→ **Task inputs**:

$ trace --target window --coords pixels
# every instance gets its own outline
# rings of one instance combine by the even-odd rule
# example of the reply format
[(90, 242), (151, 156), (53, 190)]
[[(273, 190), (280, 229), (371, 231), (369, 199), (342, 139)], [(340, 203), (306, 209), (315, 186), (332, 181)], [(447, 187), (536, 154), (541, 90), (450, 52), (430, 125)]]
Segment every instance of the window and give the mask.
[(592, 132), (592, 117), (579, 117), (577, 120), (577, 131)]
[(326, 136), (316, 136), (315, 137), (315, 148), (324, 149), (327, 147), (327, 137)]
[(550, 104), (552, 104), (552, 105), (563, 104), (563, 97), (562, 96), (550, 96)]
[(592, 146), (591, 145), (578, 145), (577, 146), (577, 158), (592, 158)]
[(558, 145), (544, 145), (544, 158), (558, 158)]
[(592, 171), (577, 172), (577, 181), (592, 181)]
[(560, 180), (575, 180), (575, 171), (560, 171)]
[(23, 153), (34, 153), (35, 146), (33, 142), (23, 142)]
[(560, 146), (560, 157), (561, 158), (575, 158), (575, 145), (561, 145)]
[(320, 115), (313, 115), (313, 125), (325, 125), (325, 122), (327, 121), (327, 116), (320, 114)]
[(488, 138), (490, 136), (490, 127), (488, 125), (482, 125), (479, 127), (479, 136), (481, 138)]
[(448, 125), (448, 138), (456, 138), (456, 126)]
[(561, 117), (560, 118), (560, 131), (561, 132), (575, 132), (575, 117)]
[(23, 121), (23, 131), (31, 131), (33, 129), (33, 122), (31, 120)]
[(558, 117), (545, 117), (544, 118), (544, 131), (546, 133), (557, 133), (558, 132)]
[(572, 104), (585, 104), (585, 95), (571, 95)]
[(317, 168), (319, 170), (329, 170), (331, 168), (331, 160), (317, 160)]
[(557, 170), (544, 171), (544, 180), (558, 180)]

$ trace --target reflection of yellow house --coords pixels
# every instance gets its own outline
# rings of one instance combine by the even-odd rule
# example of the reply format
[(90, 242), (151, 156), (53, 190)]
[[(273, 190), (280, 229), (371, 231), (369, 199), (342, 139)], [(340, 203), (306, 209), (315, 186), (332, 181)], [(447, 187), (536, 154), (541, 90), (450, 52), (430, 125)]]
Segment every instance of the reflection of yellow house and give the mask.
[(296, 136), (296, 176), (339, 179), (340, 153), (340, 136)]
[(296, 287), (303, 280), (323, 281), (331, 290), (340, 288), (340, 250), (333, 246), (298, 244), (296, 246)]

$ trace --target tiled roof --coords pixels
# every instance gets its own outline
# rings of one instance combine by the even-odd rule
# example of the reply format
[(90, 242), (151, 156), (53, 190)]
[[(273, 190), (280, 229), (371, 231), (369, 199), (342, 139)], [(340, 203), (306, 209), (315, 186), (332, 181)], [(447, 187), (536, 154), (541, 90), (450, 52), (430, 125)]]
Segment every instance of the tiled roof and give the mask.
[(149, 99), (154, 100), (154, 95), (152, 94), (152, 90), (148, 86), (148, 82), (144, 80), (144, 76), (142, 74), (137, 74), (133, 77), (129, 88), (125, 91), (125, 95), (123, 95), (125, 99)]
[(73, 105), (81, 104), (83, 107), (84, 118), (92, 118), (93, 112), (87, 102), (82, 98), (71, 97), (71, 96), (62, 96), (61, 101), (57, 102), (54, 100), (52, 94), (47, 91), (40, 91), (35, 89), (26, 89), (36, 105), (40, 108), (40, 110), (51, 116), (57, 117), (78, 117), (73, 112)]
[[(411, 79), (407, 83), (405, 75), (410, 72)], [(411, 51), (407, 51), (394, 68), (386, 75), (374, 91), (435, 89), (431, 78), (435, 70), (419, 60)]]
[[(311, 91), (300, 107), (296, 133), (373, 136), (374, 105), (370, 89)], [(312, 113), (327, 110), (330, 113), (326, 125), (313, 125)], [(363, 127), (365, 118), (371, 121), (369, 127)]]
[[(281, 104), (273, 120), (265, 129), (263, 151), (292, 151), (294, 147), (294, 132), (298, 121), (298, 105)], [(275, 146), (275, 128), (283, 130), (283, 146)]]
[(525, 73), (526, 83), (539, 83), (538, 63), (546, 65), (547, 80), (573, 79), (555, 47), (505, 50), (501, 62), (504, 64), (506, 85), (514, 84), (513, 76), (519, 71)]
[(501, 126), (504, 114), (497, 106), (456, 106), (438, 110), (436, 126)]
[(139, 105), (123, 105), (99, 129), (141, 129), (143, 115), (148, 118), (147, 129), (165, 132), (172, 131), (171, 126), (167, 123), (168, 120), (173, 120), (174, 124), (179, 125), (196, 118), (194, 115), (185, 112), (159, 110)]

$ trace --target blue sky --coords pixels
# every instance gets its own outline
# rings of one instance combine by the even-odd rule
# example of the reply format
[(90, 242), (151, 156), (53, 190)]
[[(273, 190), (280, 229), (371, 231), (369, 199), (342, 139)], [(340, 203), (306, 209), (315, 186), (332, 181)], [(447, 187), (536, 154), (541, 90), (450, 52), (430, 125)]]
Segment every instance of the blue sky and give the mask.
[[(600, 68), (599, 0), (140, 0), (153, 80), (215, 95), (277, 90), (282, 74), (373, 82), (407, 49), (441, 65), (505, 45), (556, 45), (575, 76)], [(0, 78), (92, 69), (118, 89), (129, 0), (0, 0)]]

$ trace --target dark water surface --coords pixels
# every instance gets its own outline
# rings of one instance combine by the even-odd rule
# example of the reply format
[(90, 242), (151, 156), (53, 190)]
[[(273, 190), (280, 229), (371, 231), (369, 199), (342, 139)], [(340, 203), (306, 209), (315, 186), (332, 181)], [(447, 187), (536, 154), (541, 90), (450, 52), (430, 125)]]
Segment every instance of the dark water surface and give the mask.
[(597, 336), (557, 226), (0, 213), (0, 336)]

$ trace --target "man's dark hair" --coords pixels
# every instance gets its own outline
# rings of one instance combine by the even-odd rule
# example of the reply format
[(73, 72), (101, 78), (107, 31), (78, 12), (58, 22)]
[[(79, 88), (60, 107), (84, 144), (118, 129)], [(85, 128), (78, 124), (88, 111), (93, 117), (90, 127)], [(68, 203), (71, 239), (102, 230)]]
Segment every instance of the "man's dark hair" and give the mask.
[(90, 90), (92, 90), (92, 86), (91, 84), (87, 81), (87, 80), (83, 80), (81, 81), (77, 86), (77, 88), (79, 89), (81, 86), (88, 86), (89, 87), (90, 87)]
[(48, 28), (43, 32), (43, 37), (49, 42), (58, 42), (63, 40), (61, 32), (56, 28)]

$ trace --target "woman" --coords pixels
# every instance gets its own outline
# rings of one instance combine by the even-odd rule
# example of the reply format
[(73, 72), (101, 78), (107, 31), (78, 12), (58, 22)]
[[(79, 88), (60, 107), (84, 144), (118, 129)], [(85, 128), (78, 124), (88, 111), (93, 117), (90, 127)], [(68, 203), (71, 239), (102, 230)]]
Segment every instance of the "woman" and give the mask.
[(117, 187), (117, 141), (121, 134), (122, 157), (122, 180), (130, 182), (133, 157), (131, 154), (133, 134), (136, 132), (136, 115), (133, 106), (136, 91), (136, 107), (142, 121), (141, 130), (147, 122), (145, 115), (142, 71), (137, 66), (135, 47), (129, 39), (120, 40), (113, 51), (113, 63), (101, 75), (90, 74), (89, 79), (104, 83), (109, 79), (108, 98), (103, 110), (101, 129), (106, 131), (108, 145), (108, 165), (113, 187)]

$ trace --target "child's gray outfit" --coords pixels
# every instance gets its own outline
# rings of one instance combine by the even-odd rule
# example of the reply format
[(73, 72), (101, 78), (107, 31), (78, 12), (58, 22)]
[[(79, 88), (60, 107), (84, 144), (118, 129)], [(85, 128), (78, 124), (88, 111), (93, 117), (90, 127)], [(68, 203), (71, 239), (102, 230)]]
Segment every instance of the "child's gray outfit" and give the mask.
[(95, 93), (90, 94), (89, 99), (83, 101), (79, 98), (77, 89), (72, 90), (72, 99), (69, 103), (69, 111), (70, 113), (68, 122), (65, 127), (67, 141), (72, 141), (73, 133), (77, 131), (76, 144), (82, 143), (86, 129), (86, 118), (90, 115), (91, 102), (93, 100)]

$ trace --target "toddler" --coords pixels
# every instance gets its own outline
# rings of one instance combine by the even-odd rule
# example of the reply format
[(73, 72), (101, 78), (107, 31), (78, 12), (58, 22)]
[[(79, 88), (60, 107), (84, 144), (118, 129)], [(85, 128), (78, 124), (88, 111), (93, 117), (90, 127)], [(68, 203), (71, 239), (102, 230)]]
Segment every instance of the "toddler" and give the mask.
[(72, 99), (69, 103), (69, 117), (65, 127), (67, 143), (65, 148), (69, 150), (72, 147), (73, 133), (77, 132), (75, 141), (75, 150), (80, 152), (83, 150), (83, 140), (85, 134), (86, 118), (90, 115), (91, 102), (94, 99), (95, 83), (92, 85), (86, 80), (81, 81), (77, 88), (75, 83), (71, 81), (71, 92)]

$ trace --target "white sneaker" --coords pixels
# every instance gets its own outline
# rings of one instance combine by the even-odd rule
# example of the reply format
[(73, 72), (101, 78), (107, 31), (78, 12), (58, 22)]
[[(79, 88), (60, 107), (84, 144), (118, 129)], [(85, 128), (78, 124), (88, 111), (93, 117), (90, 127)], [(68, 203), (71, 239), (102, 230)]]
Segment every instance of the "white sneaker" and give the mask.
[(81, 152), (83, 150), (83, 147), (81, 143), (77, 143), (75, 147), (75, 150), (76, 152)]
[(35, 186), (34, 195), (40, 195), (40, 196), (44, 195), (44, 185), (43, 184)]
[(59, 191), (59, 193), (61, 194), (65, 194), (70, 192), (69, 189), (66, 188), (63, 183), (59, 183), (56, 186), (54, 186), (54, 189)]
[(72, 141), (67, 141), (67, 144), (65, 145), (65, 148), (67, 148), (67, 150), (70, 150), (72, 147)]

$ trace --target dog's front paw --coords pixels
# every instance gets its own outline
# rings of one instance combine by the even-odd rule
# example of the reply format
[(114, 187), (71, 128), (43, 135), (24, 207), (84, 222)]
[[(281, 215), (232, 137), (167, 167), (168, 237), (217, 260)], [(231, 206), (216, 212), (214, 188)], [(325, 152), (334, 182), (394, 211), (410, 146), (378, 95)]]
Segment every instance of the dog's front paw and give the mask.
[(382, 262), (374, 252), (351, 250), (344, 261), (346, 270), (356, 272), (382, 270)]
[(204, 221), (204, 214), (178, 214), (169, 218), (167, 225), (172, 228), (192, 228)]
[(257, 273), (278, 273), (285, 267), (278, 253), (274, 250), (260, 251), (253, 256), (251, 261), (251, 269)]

--

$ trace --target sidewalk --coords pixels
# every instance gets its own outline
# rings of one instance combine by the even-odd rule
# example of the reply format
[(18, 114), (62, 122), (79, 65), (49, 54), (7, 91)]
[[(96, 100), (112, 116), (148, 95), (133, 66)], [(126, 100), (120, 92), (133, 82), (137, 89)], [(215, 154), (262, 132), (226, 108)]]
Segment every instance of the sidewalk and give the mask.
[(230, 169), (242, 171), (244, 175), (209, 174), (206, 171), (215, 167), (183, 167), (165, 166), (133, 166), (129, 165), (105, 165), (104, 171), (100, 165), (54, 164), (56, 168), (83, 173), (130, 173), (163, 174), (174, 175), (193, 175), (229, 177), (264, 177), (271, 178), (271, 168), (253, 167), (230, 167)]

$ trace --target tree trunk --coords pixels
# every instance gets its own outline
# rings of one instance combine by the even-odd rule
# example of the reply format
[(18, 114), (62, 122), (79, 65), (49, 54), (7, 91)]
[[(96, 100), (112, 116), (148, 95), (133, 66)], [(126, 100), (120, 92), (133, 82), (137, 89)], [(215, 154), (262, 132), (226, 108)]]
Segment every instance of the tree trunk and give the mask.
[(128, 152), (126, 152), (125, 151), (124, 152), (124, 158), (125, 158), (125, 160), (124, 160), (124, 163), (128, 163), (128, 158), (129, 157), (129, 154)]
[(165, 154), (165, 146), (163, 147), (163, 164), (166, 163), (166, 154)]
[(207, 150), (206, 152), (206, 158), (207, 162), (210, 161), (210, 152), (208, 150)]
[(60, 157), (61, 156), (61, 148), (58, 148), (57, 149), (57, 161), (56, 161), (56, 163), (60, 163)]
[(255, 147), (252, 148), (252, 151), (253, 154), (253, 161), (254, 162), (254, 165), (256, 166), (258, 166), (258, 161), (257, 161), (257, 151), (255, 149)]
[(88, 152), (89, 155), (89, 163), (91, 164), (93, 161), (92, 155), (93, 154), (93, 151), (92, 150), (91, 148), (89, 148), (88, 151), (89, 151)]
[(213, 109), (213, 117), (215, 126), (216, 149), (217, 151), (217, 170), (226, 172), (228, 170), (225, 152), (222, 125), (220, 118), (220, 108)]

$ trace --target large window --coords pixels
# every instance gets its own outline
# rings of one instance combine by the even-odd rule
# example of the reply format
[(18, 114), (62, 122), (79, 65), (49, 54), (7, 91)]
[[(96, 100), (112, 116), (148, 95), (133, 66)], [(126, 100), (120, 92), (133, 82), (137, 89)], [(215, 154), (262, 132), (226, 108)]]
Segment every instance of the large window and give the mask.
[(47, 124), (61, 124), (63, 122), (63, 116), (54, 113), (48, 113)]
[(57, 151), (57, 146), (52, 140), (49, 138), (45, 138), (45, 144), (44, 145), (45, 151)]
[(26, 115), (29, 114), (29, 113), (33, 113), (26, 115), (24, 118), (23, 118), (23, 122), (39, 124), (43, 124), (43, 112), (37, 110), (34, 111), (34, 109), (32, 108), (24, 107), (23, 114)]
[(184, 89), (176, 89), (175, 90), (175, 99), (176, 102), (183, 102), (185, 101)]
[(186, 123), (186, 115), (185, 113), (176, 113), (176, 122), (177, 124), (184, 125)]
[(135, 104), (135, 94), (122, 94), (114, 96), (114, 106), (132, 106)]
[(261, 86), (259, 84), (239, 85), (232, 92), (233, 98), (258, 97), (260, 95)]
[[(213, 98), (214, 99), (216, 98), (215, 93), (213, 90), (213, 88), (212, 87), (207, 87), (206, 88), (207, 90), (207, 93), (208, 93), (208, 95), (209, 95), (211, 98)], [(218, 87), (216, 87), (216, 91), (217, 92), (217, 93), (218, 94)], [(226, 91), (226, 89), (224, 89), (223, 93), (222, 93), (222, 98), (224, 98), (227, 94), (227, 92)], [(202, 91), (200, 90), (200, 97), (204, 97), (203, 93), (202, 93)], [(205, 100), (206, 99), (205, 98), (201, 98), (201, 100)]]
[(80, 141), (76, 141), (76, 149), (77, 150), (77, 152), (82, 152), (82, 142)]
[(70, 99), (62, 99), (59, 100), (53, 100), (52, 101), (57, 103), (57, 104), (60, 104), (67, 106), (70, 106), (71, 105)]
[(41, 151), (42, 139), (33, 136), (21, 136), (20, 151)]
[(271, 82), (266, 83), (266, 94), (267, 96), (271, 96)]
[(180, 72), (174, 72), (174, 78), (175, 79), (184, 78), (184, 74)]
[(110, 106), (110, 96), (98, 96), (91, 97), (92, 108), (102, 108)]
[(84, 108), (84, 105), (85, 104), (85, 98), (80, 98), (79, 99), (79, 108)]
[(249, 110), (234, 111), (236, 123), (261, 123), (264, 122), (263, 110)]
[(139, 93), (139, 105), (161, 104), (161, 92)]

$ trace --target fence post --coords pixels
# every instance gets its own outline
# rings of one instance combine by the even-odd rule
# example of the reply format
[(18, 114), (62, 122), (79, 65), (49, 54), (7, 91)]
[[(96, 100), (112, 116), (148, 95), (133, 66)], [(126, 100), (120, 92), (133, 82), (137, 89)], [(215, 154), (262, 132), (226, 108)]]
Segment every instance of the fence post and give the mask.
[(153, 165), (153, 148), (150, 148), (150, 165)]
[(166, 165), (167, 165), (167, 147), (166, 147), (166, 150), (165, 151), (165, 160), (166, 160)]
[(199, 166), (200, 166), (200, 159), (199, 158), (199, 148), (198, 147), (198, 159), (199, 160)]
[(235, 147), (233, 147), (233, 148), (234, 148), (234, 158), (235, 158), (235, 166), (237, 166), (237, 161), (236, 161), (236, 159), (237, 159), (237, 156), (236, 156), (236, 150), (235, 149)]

→ **Task requirements**: Retype the lines of the listing above from the line containing "--target window --coords pixels" through the line containing "[(592, 132), (592, 117), (579, 117), (577, 120), (577, 131)]", with both of those lines included, copying each one character for character.

→ **Output**:
$ trace --target window --coords pixels
# every instance gets its own outline
# rings of one instance combine by the even-odd rule
# example of the reply format
[(90, 242), (151, 156), (53, 190)]
[[(273, 190), (280, 229), (371, 231), (369, 199), (342, 139)], [(340, 203), (306, 209), (315, 186), (332, 181)], [(447, 187), (536, 154), (541, 90), (450, 52), (430, 125)]]
Segment every instance of the window and give the mask.
[(592, 132), (592, 117), (579, 117), (577, 120), (577, 131)]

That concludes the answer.